STATED PROBLEM -> Reproduce only the lines that open with the one containing "Where can the woman with" and close with the one containing "Target: green fabric bag on shelf", swapping "ponytail" for "braid" and keeping everything else unchanged. Omit the pictures from your answer.

RAW RECORDS ->
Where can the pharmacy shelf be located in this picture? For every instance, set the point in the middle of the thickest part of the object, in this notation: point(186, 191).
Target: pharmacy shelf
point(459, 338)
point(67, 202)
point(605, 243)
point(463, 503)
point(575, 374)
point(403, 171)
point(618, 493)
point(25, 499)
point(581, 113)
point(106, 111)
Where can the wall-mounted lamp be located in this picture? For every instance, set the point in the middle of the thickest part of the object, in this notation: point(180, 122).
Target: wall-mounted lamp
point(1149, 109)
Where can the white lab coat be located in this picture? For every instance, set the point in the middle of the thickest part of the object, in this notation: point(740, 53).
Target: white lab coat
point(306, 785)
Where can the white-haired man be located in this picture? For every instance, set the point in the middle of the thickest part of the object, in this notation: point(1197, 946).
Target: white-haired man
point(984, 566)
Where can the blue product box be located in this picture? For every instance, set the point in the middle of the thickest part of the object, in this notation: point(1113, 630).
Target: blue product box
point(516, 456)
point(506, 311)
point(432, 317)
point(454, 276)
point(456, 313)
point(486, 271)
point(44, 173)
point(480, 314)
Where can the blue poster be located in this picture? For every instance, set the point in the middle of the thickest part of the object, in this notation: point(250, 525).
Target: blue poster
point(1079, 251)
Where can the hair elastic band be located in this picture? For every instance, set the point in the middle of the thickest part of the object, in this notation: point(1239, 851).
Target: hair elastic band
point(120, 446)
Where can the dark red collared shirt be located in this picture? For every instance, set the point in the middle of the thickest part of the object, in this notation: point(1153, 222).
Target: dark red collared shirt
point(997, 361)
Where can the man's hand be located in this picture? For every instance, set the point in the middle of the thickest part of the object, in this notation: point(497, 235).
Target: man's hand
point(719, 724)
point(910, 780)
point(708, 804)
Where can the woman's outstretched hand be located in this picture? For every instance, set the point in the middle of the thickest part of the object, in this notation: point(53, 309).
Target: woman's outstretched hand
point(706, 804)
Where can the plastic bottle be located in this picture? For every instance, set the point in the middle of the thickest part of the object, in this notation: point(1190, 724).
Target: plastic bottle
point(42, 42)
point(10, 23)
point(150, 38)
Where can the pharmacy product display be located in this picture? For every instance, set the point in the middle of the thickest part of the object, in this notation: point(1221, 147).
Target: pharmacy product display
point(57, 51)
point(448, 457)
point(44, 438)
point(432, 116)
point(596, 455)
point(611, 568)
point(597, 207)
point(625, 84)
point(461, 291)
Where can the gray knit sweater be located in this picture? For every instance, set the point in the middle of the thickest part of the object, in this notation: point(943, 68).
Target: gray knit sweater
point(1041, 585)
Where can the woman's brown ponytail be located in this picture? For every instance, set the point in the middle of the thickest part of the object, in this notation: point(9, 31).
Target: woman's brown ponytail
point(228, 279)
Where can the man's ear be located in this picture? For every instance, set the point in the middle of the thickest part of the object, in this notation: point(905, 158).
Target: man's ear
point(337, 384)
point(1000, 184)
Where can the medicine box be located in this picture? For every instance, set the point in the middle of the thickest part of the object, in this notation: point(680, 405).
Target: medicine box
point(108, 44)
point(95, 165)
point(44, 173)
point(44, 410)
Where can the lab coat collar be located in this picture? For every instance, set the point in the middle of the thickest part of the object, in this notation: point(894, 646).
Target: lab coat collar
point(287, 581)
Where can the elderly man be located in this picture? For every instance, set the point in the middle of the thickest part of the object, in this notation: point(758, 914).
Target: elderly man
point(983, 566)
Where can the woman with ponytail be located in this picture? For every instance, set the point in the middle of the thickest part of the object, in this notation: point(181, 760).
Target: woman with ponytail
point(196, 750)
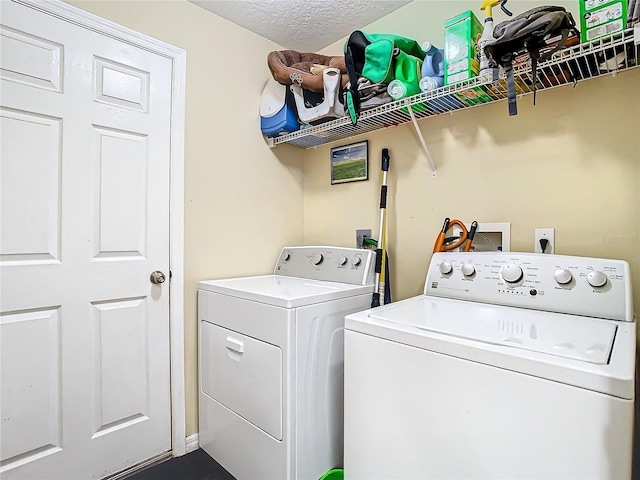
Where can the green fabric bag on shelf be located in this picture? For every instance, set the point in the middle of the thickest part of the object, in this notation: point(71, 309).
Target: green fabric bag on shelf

...

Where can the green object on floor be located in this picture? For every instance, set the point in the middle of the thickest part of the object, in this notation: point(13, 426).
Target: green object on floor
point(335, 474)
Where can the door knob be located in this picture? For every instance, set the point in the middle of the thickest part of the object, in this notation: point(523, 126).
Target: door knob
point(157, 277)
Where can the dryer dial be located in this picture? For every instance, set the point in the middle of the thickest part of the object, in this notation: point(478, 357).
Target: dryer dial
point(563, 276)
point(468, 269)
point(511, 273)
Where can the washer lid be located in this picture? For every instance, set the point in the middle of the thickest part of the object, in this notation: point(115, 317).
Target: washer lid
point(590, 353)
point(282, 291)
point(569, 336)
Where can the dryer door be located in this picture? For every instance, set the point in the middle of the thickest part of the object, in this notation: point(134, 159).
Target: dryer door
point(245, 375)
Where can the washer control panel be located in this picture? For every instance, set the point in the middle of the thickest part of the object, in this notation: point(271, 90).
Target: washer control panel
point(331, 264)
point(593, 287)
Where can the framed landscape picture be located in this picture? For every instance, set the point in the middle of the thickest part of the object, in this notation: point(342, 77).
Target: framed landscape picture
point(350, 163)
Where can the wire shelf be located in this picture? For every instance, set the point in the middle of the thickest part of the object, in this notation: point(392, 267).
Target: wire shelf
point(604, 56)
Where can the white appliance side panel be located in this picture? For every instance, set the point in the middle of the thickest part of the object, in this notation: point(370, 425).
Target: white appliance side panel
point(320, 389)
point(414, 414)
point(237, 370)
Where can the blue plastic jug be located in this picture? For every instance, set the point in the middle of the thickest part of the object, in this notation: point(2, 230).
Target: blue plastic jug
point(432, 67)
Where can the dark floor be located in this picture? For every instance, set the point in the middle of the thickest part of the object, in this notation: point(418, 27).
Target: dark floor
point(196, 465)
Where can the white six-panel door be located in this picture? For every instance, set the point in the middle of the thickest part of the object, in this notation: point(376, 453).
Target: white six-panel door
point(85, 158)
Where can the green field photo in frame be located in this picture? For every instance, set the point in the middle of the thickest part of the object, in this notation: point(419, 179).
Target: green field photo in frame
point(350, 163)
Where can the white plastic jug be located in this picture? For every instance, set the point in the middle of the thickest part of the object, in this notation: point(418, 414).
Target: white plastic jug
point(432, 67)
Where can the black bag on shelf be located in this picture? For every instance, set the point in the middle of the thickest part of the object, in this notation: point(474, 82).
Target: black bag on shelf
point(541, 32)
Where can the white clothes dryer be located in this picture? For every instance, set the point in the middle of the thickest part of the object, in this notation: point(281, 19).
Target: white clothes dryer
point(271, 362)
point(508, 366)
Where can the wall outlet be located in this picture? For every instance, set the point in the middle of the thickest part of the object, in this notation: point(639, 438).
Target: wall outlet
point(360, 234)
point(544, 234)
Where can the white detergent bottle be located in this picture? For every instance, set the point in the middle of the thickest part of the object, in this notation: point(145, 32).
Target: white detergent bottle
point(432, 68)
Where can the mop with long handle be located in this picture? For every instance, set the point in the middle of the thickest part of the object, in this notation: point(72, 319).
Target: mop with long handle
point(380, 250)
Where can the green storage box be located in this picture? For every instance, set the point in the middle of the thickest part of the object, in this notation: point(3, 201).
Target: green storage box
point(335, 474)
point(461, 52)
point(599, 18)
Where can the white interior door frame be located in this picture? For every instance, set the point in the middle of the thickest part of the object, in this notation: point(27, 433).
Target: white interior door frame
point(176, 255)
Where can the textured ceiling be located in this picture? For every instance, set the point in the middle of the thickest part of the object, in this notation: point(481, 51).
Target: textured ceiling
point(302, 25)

ANSWER BELOW ->
Where can the woman with braid be located in this picture? For every instance, set the point in the middle of the thickest part of the object, in this notation: point(181, 760).
Target: woman with braid
point(196, 750)
Where can the green fabric bag on shelf be located in this picture? For every instance, set the point in the middle of the thickest part of the object, in this notation: point(71, 309).
Target: green fabric bag on shelf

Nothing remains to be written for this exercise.